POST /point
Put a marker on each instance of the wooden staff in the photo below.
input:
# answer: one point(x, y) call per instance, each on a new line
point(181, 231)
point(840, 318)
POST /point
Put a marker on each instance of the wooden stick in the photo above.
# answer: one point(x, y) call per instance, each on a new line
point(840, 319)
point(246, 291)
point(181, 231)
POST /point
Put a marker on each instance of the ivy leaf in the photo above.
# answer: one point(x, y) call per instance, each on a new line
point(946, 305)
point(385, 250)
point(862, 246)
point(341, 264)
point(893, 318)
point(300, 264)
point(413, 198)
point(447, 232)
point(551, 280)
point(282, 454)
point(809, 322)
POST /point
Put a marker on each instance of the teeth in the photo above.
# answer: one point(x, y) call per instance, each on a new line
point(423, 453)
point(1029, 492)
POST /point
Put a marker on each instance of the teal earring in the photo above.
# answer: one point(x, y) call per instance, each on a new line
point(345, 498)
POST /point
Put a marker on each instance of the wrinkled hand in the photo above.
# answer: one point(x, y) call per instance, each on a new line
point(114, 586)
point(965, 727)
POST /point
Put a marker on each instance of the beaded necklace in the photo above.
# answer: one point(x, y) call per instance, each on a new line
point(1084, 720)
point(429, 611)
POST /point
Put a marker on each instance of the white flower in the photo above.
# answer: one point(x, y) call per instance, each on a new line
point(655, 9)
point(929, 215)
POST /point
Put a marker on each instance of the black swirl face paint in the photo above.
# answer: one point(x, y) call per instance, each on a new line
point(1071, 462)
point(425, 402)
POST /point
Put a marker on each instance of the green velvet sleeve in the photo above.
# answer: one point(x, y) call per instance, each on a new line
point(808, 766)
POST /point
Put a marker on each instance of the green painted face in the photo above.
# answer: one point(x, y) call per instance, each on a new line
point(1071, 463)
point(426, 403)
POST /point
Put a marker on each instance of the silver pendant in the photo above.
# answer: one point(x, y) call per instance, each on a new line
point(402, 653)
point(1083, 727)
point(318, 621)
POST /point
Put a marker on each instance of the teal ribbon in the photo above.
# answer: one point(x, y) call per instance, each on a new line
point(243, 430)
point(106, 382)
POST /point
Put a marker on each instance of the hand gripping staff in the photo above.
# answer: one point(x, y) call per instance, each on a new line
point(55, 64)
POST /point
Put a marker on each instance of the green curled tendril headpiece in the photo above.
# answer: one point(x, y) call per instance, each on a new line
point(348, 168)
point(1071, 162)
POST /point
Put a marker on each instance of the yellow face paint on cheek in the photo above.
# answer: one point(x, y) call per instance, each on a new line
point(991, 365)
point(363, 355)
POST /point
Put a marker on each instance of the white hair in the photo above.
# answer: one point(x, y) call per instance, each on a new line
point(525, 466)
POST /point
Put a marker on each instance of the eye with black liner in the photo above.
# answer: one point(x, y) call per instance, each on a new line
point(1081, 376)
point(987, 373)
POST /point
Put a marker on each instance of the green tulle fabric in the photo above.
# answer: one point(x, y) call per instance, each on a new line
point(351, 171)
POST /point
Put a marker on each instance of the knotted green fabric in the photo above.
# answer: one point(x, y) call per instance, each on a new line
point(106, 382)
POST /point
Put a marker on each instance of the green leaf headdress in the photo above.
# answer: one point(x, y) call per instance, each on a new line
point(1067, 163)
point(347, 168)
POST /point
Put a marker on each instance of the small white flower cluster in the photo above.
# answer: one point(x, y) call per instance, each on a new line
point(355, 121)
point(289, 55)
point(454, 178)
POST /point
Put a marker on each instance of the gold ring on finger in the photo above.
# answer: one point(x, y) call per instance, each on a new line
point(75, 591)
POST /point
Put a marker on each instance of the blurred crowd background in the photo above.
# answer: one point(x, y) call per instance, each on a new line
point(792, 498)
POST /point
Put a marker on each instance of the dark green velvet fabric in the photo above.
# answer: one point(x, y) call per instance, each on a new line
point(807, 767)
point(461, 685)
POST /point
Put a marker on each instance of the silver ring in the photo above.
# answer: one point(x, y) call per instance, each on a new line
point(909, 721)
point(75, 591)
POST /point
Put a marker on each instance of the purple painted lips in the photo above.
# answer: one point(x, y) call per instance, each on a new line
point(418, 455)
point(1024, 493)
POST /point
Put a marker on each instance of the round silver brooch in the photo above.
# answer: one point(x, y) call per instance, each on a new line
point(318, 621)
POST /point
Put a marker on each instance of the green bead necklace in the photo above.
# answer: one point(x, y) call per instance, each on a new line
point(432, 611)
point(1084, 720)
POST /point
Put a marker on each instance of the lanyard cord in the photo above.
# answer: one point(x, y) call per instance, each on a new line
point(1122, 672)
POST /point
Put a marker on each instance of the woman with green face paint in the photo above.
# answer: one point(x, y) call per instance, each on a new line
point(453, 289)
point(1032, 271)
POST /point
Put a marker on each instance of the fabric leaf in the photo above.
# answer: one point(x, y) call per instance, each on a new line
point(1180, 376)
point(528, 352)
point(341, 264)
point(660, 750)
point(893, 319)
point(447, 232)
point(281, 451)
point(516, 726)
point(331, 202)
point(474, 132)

Exercise details
The reply should hold only the lines from the first line of the listing above through the line with "Put a marker on each instance of the ivy", each copied exactly.

Task answer
POST /point
Put a marker on each instance of the wooden staff in the photo below.
input:
# answer: one point(x, y) call per instance, each on a new line
point(181, 231)
point(840, 318)
POST /point
Put a marker on each instance of the wooden stick in the photo above.
# answer: one point(x, y) call per instance, each on a new line
point(840, 319)
point(246, 291)
point(181, 231)
POST /point
Put a marker on each instance of the ivy leaf in the photo above.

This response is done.